- _TASK BRIEF_:
Copy out the lines of the entries below word for word, starting at the line containing "Annotate any visible decorative" and ending at the line containing "[[226, 206, 288, 221]]", both included.

- _INPUT ROWS_:
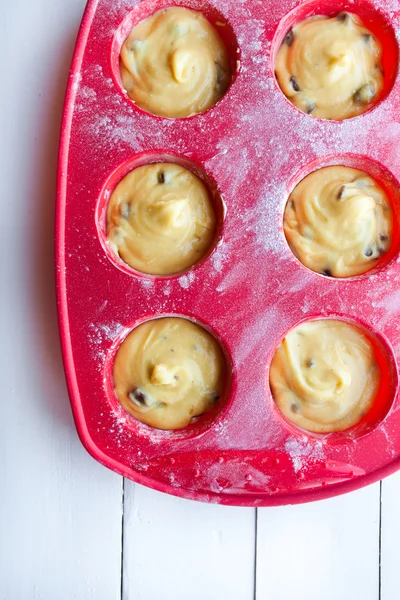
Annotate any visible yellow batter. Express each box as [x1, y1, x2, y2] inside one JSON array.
[[275, 13, 383, 120], [283, 166, 393, 277], [270, 319, 381, 433], [121, 7, 231, 117], [107, 163, 216, 275], [114, 317, 225, 429]]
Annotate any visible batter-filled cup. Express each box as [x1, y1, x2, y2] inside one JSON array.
[[283, 165, 393, 278], [120, 7, 232, 118], [107, 163, 217, 276], [270, 319, 382, 433], [113, 317, 227, 429], [275, 12, 384, 120]]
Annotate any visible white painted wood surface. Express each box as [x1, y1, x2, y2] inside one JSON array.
[[0, 0, 400, 600], [123, 482, 256, 600], [256, 483, 382, 600]]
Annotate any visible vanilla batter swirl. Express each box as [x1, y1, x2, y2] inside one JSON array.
[[275, 13, 383, 120], [121, 7, 231, 117], [284, 166, 393, 277], [114, 317, 225, 429], [270, 319, 380, 433], [107, 163, 216, 275]]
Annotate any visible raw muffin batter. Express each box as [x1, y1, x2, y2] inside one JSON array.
[[107, 163, 216, 275], [121, 7, 231, 117], [270, 319, 381, 433], [283, 166, 393, 277], [114, 317, 225, 429], [275, 13, 383, 120]]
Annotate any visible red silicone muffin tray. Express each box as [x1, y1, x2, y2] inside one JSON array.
[[56, 0, 400, 506]]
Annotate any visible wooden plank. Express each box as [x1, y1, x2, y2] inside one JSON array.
[[123, 482, 255, 600], [256, 484, 380, 600], [381, 472, 400, 600], [0, 0, 122, 600]]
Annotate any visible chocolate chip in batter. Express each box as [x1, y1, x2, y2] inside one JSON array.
[[290, 75, 300, 92], [353, 83, 375, 105], [336, 12, 352, 25], [121, 202, 131, 219], [284, 29, 294, 48], [128, 388, 151, 406], [305, 102, 315, 115], [337, 185, 346, 200], [215, 61, 225, 87]]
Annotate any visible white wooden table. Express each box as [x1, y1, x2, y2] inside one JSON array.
[[0, 0, 400, 600]]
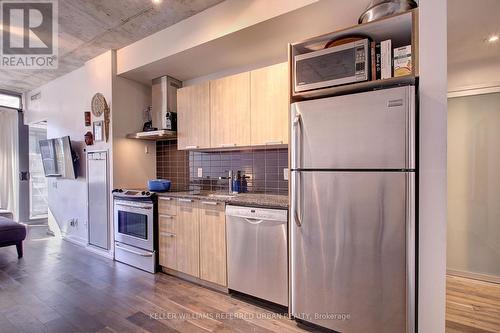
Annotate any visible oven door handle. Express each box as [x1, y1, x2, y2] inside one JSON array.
[[115, 203, 153, 210], [115, 243, 153, 257]]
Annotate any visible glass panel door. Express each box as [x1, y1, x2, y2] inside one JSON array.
[[447, 93, 500, 281], [29, 123, 48, 219], [118, 211, 148, 240]]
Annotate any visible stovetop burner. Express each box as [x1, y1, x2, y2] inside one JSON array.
[[112, 188, 156, 200]]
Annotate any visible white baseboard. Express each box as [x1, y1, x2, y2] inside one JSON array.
[[446, 269, 500, 284], [62, 235, 114, 260], [61, 234, 87, 247]]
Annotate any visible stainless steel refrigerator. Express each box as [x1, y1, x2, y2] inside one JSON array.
[[290, 86, 416, 333]]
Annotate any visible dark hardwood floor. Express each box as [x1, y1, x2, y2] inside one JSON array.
[[0, 238, 500, 333], [0, 238, 312, 333]]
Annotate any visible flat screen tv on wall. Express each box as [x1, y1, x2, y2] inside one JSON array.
[[39, 136, 78, 179]]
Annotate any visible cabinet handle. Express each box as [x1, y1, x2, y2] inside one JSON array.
[[201, 201, 219, 206], [219, 143, 236, 148]]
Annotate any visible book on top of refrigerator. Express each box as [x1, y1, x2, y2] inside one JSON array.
[[394, 45, 413, 77]]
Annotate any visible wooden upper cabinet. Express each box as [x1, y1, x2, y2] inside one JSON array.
[[250, 63, 290, 146], [200, 201, 227, 286], [210, 72, 250, 148], [177, 82, 210, 150]]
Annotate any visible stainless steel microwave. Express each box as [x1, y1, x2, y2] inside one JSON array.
[[293, 39, 370, 92]]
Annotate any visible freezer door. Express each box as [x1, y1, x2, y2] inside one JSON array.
[[291, 172, 414, 333], [291, 86, 415, 169]]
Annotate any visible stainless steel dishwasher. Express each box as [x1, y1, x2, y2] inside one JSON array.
[[226, 206, 288, 306]]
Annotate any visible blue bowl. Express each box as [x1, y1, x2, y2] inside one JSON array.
[[148, 179, 172, 192]]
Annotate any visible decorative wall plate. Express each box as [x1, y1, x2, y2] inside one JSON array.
[[92, 93, 108, 117]]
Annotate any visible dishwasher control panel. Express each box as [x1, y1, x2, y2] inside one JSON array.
[[226, 206, 288, 221]]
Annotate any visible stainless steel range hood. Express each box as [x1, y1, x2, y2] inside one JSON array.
[[127, 76, 182, 141]]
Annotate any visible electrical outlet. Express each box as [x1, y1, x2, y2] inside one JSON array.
[[69, 218, 78, 228]]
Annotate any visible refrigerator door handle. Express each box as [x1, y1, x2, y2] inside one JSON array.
[[406, 172, 416, 333], [292, 110, 302, 169], [293, 171, 302, 228]]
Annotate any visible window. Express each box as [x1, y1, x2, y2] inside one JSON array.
[[0, 93, 21, 110], [29, 123, 48, 219]]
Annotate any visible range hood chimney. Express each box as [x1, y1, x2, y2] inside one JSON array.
[[127, 76, 182, 141], [151, 76, 182, 130]]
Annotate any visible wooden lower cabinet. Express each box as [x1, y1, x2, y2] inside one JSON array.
[[200, 201, 227, 286], [175, 199, 200, 278], [158, 213, 177, 270], [158, 199, 227, 287]]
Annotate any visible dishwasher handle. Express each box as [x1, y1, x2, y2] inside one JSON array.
[[243, 217, 264, 225]]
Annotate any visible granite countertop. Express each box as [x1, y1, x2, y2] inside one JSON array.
[[157, 191, 288, 209]]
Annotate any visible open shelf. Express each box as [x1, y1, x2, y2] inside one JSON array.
[[126, 130, 177, 141], [289, 8, 418, 102]]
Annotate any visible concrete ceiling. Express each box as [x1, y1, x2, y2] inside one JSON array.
[[448, 0, 500, 88], [0, 0, 223, 93]]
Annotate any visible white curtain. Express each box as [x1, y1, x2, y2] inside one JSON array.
[[0, 108, 19, 221]]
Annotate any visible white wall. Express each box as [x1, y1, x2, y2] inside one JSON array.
[[25, 51, 156, 248], [113, 53, 156, 188], [448, 60, 500, 92], [418, 0, 447, 333], [25, 51, 112, 244], [117, 0, 318, 74]]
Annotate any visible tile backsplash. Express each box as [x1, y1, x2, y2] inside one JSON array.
[[156, 141, 288, 195]]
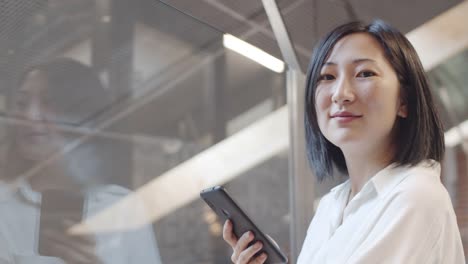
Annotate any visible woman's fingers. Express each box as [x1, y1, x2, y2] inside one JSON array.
[[249, 253, 268, 264], [236, 241, 265, 264], [223, 220, 237, 246], [223, 220, 267, 264]]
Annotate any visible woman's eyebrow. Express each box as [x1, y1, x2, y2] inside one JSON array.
[[352, 58, 377, 64], [323, 58, 376, 67]]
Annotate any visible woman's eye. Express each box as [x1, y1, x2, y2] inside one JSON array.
[[319, 74, 335, 81], [357, 71, 376, 78]]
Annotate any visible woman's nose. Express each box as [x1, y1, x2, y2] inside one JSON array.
[[20, 103, 43, 121], [332, 78, 356, 105]]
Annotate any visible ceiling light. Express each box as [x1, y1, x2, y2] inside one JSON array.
[[223, 34, 284, 73]]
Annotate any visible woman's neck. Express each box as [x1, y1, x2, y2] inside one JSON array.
[[343, 145, 393, 198]]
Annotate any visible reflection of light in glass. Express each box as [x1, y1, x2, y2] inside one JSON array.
[[223, 34, 284, 73]]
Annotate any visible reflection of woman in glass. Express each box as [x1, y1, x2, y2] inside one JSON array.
[[223, 21, 465, 264], [0, 58, 160, 264]]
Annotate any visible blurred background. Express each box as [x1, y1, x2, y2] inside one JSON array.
[[0, 0, 468, 264]]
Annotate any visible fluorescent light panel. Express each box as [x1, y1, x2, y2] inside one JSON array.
[[223, 34, 284, 73]]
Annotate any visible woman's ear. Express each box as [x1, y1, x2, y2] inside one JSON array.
[[397, 102, 408, 118]]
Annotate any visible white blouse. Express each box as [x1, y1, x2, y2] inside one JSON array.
[[297, 161, 465, 264]]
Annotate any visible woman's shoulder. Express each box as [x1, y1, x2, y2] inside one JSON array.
[[392, 162, 453, 212]]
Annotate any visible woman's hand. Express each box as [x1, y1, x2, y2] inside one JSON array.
[[41, 221, 102, 264], [223, 220, 268, 264]]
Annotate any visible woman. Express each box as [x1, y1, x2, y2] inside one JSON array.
[[0, 58, 161, 264], [223, 21, 465, 264]]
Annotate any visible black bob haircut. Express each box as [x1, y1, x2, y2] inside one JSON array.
[[304, 20, 445, 181]]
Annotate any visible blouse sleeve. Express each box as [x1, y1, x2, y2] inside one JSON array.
[[346, 185, 465, 264]]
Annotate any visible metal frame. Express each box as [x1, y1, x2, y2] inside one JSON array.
[[262, 0, 315, 263]]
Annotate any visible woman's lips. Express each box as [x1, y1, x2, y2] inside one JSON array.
[[333, 116, 361, 123], [331, 111, 362, 123]]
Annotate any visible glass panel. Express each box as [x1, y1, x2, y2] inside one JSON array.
[[428, 47, 468, 255], [0, 0, 289, 264]]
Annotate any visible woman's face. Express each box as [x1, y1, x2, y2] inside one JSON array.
[[13, 70, 63, 161], [315, 33, 407, 154]]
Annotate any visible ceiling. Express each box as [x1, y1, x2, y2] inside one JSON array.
[[162, 0, 462, 70]]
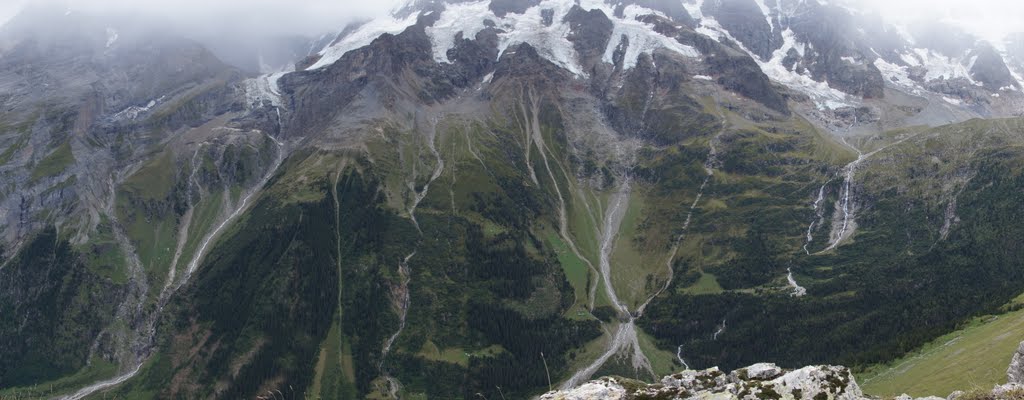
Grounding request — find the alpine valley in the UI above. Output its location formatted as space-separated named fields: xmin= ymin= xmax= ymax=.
xmin=6 ymin=0 xmax=1024 ymax=400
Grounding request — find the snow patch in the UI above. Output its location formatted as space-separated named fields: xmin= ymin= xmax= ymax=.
xmin=755 ymin=29 xmax=853 ymax=109
xmin=696 ymin=17 xmax=855 ymax=110
xmin=601 ymin=5 xmax=700 ymax=70
xmin=683 ymin=0 xmax=703 ymax=20
xmin=426 ymin=0 xmax=699 ymax=77
xmin=426 ymin=0 xmax=497 ymax=63
xmin=874 ymin=58 xmax=922 ymax=94
xmin=754 ymin=0 xmax=775 ymax=34
xmin=111 ymin=97 xmax=164 ymax=122
xmin=904 ymin=48 xmax=977 ymax=84
xmin=496 ymin=0 xmax=587 ymax=77
xmin=942 ymin=96 xmax=964 ymax=105
xmin=242 ymin=71 xmax=289 ymax=107
xmin=309 ymin=13 xmax=419 ymax=70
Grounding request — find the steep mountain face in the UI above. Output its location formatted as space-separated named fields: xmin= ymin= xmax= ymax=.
xmin=0 ymin=0 xmax=1024 ymax=399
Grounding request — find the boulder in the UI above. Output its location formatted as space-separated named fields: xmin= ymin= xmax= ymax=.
xmin=1007 ymin=342 xmax=1024 ymax=384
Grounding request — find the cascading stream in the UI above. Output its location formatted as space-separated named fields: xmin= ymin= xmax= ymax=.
xmin=61 ymin=130 xmax=285 ymax=400
xmin=377 ymin=113 xmax=440 ymax=397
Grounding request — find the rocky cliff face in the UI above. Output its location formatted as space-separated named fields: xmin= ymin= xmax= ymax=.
xmin=0 ymin=0 xmax=1024 ymax=399
xmin=541 ymin=342 xmax=1024 ymax=400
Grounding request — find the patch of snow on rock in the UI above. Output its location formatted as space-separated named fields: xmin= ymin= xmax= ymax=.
xmin=426 ymin=0 xmax=487 ymax=62
xmin=602 ymin=5 xmax=700 ymax=70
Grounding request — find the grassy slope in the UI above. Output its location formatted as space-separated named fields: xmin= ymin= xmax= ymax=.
xmin=857 ymin=296 xmax=1024 ymax=397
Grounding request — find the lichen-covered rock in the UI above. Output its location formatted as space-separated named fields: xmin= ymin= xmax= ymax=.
xmin=1007 ymin=342 xmax=1024 ymax=384
xmin=541 ymin=363 xmax=867 ymax=400
xmin=541 ymin=377 xmax=626 ymax=400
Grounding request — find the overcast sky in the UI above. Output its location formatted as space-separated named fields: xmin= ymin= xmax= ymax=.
xmin=0 ymin=0 xmax=1024 ymax=40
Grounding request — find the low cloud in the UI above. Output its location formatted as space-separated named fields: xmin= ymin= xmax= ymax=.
xmin=0 ymin=0 xmax=399 ymax=36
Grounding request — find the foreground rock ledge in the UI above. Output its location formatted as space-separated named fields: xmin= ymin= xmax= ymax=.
xmin=541 ymin=364 xmax=1024 ymax=400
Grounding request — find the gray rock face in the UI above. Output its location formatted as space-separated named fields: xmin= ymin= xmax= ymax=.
xmin=701 ymin=0 xmax=782 ymax=59
xmin=1007 ymin=342 xmax=1024 ymax=384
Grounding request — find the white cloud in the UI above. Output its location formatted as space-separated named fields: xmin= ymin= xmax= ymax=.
xmin=0 ymin=0 xmax=398 ymax=35
xmin=853 ymin=0 xmax=1024 ymax=42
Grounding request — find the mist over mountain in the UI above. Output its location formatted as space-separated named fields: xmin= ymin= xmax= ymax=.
xmin=0 ymin=0 xmax=1024 ymax=400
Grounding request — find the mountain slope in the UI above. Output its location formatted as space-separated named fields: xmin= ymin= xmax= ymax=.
xmin=0 ymin=0 xmax=1024 ymax=399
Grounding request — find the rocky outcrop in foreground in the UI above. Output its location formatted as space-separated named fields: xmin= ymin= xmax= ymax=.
xmin=541 ymin=342 xmax=1024 ymax=400
xmin=541 ymin=363 xmax=865 ymax=400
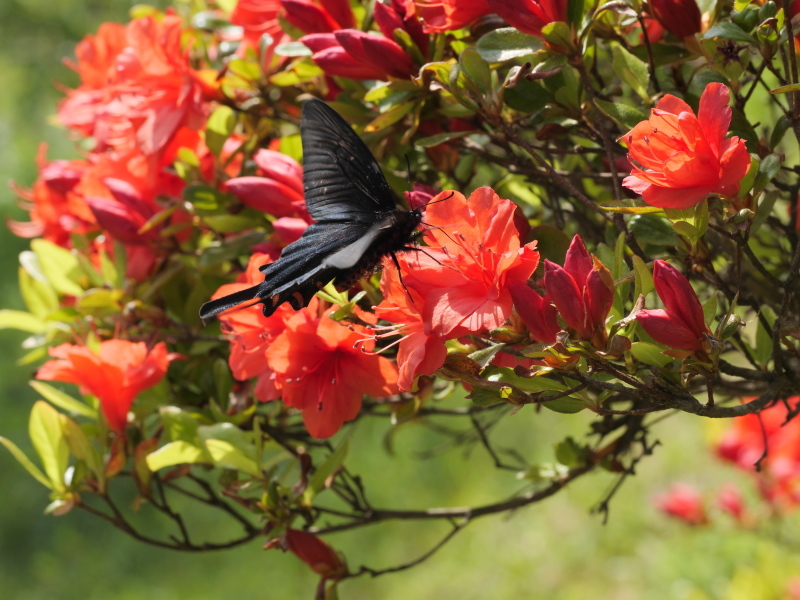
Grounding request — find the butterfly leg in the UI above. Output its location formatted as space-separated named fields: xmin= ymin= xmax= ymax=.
xmin=389 ymin=248 xmax=416 ymax=302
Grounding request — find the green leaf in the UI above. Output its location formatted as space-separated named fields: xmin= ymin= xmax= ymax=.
xmin=275 ymin=42 xmax=314 ymax=58
xmin=630 ymin=342 xmax=673 ymax=367
xmin=364 ymin=101 xmax=416 ymax=133
xmin=475 ymin=27 xmax=545 ymax=63
xmin=206 ymin=106 xmax=236 ymax=156
xmin=414 ymin=130 xmax=482 ymax=148
xmin=629 ymin=215 xmax=680 ymax=246
xmin=205 ymin=440 xmax=263 ymax=477
xmin=0 ymin=436 xmax=53 ymax=490
xmin=0 ymin=309 xmax=47 ymax=333
xmin=28 ymin=400 xmax=69 ymax=492
xmin=611 ymin=44 xmax=650 ymax=99
xmin=594 ymin=98 xmax=647 ymax=131
xmin=303 ymin=438 xmax=350 ymax=502
xmin=61 ymin=415 xmax=105 ymax=480
xmin=145 ymin=440 xmax=211 ymax=472
xmin=158 ymin=406 xmax=200 ymax=444
xmin=753 ymin=154 xmax=783 ymax=196
xmin=769 ymin=115 xmax=791 ymax=150
xmin=28 ymin=381 xmax=97 ymax=421
xmin=31 ymin=239 xmax=83 ymax=296
xmin=703 ymin=21 xmax=756 ymax=44
xmin=468 ymin=343 xmax=506 ymax=368
xmin=19 ymin=264 xmax=58 ymax=318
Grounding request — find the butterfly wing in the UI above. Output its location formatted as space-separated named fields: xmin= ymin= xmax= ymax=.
xmin=300 ymin=99 xmax=396 ymax=225
xmin=200 ymin=223 xmax=378 ymax=321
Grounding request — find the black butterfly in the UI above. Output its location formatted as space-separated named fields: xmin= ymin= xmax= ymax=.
xmin=200 ymin=99 xmax=422 ymax=321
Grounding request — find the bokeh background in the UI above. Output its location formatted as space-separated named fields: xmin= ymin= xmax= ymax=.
xmin=0 ymin=0 xmax=800 ymax=600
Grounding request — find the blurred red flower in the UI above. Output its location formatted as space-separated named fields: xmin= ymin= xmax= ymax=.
xmin=300 ymin=29 xmax=418 ymax=81
xmin=58 ymin=15 xmax=216 ymax=155
xmin=623 ymin=83 xmax=750 ymax=209
xmin=222 ymin=149 xmax=311 ymax=223
xmin=487 ymin=0 xmax=567 ymax=37
xmin=266 ymin=305 xmax=398 ymax=438
xmin=405 ymin=0 xmax=495 ymax=33
xmin=283 ymin=529 xmax=347 ymax=579
xmin=544 ymin=235 xmax=614 ymax=348
xmin=636 ymin=260 xmax=710 ymax=358
xmin=36 ymin=340 xmax=179 ymax=434
xmin=280 ymin=0 xmax=356 ymax=33
xmin=717 ymin=396 xmax=800 ymax=510
xmin=655 ymin=483 xmax=708 ymax=525
xmin=650 ymin=0 xmax=702 ymax=39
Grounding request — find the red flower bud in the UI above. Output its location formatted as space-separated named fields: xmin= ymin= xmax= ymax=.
xmin=508 ymin=281 xmax=561 ymax=344
xmin=222 ymin=176 xmax=305 ymax=217
xmin=283 ymin=529 xmax=347 ymax=579
xmin=650 ymin=0 xmax=702 ymax=39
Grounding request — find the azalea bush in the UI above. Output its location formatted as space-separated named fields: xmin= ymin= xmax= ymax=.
xmin=0 ymin=0 xmax=800 ymax=598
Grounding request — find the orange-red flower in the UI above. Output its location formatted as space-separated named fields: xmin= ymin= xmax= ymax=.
xmin=281 ymin=0 xmax=356 ymax=33
xmin=58 ymin=15 xmax=215 ymax=155
xmin=375 ymin=256 xmax=447 ymax=390
xmin=655 ymin=483 xmax=708 ymax=525
xmin=717 ymin=396 xmax=800 ymax=510
xmin=211 ymin=254 xmax=292 ymax=402
xmin=266 ymin=307 xmax=398 ymax=438
xmin=416 ymin=187 xmax=539 ymax=339
xmin=636 ymin=260 xmax=710 ymax=353
xmin=623 ymin=83 xmax=750 ymax=209
xmin=405 ymin=0 xmax=495 ymax=33
xmin=36 ymin=340 xmax=178 ymax=434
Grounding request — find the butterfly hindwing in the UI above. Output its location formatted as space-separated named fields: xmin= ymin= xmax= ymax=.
xmin=200 ymin=100 xmax=421 ymax=321
xmin=300 ymin=100 xmax=396 ymax=224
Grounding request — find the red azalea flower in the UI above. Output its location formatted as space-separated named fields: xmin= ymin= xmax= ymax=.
xmin=375 ymin=256 xmax=447 ymax=390
xmin=283 ymin=529 xmax=347 ymax=579
xmin=487 ymin=0 xmax=567 ymax=37
xmin=373 ymin=0 xmax=428 ymax=55
xmin=36 ymin=340 xmax=178 ymax=434
xmin=636 ymin=260 xmax=709 ymax=353
xmin=623 ymin=83 xmax=750 ymax=209
xmin=544 ymin=235 xmax=614 ymax=348
xmin=280 ymin=0 xmax=356 ymax=33
xmin=58 ymin=15 xmax=216 ymax=155
xmin=405 ymin=0 xmax=495 ymax=33
xmin=717 ymin=396 xmax=800 ymax=510
xmin=650 ymin=0 xmax=702 ymax=39
xmin=8 ymin=144 xmax=97 ymax=248
xmin=222 ymin=149 xmax=311 ymax=223
xmin=211 ymin=254 xmax=294 ymax=402
xmin=300 ymin=29 xmax=417 ymax=81
xmin=655 ymin=483 xmax=708 ymax=525
xmin=416 ymin=187 xmax=539 ymax=339
xmin=266 ymin=306 xmax=398 ymax=438
xmin=508 ymin=281 xmax=561 ymax=344
xmin=231 ymin=0 xmax=286 ymax=50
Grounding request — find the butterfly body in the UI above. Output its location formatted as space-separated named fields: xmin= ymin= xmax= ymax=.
xmin=200 ymin=100 xmax=422 ymax=320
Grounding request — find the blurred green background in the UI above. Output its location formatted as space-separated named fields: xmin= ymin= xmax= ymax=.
xmin=0 ymin=0 xmax=800 ymax=600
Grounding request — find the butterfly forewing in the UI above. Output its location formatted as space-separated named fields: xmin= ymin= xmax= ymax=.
xmin=300 ymin=100 xmax=396 ymax=223
xmin=200 ymin=100 xmax=421 ymax=320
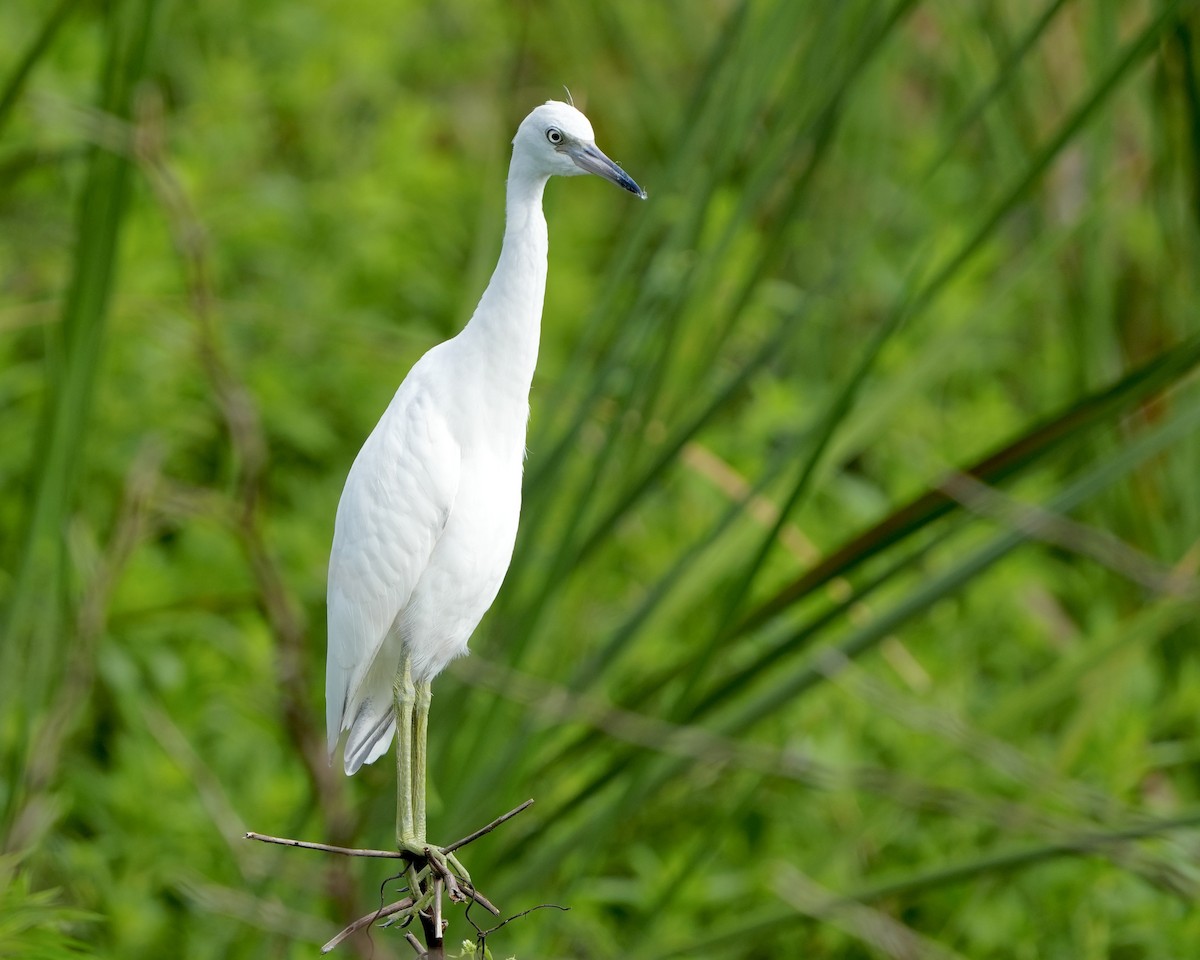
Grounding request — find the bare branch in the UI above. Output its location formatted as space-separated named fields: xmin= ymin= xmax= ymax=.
xmin=442 ymin=797 xmax=533 ymax=853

- _ANSWER IN FULL_:
Annotate any visible decorative wall plate. Express each box as [x1, y1, x2, y2] inside one JSON array.
[[92, 93, 108, 117]]
Annotate any visible dishwasher control panel. Express each box as [x1, y1, x2, y2] inside one JSON array.
[[226, 206, 288, 221]]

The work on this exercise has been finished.